§ **EXERCISE INSTRUCTIONS**
Reproduce the full commentary on the health care bill below, word for word.
(Beginning of GIVEN PASSAGE)
The depravity of the health care debate can be distilled to the final capitulation: giving away reproductive rights, just so we can get a bill.
The bill retains the insurance industry anti-trust exemption. The bill anticipates billions of dollars in fines for the uninsured. The bill forces people to buy insurance, then doesn't guarantee that their medical needs will be met. Eliminating exclusion for pre-existing conditions is meaningless if insurers can simply refuse to pay for the treatments those pre-existing conditions necessitate. Stronger appeals processes are a nebulous concept. Continued coverage, during appeals, does not mean treatment.
But we'll improve it. That's what we are told. Just as this Congress has improved FISA and the "Patriot" Act, we can anticipate that this bill by this Congress will be improved.
It's deficit neutral. Because that bottom line was the bottom line. Not getting a quality bill, just keeping it deficit neutral. There is much to discuss, about that.
For now, though, it seems worth highlighting the words that open Section 1303 of the Manager's Amendment. Because the words themselves say everything that needs be said. Reproductive choice is a bargaining chip. For now, it is bargained away in health care plans offered through the exchange. Because choice continues to be of little absolute value. As with everything, with this bill, it's only a question of how many people we need sacrifice to get enough people covered that enough people won't care about the number of people sacrificed.
(End of GIVEN PASSAGE)
(Beginning of RECORD SET)
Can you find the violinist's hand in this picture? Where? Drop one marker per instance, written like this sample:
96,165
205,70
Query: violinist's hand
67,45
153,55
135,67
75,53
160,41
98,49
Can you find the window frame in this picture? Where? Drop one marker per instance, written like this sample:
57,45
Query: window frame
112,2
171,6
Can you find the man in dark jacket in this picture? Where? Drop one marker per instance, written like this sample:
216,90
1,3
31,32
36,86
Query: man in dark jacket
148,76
(End of RECORD SET)
(Beginning of RECORD SET)
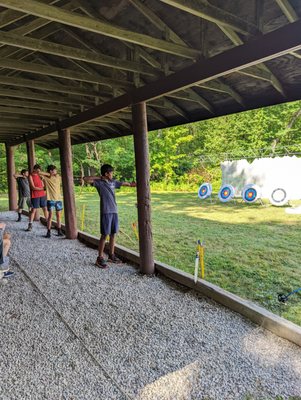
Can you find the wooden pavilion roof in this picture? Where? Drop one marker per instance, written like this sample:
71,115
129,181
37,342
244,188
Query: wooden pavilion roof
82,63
(End of RECORD SET)
(Beginning of RECORD SET)
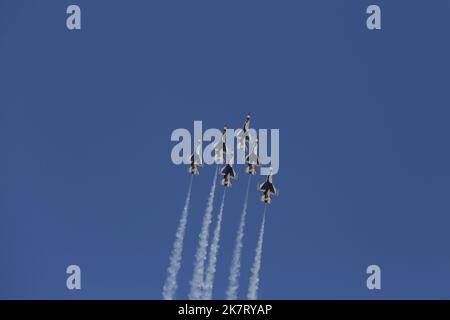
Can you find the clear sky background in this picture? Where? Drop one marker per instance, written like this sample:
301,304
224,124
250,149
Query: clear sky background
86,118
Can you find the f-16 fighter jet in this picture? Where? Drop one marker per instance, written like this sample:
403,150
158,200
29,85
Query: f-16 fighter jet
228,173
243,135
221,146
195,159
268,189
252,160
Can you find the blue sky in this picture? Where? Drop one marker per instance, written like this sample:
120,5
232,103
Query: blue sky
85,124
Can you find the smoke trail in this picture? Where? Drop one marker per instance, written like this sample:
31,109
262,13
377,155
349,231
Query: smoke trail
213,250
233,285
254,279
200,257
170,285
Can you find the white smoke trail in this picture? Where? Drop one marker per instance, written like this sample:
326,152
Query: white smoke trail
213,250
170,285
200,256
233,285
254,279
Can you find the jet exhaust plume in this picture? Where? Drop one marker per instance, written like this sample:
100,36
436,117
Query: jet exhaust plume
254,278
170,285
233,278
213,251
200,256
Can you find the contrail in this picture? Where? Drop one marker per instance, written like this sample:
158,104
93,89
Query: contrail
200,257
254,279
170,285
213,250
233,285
(End of RECORD SET)
§ **ANSWER FOR THIS EXERCISE**
The depravity of the health care debate can be distilled to the final capitulation: giving away reproductive rights, just so we can get a bill.
The bill retains the insurance industry anti-trust exemption. The bill anticipates billions of dollars in fines for the uninsured. The bill forces people to buy insurance, then doesn't guarantee that their medical needs will be met. Eliminating exclusion for pre-existing conditions is meaningless if insurers can simply refuse to pay for the treatments those pre-existing conditions necessitate. Stronger appeals processes are a nebulous concept. Continued coverage, during appeals, does not mean treatment.
But we'll improve it. That's what we are told. Just as this Congress has improved FISA and the "Patriot" Act, we can anticipate that this bill by this Congress will be improved.
It's deficit neutral. Because that bottom line was the bottom line. Not getting a quality bill, just keeping it deficit neutral. There is much to discuss, about that.
For now, though, it seems worth highlighting the words that open Section 1303 of the Manager's Amendment. Because the words themselves say everything that needs be said. Reproductive choice is a bargaining chip. For now, it is bargained away in health care plans offered through the exchange. Because choice continues to be of little absolute value. As with everything, with this bill, it's only a question of how many people we need sacrifice to get enough people covered that enough people won't care about the number of people sacrificed.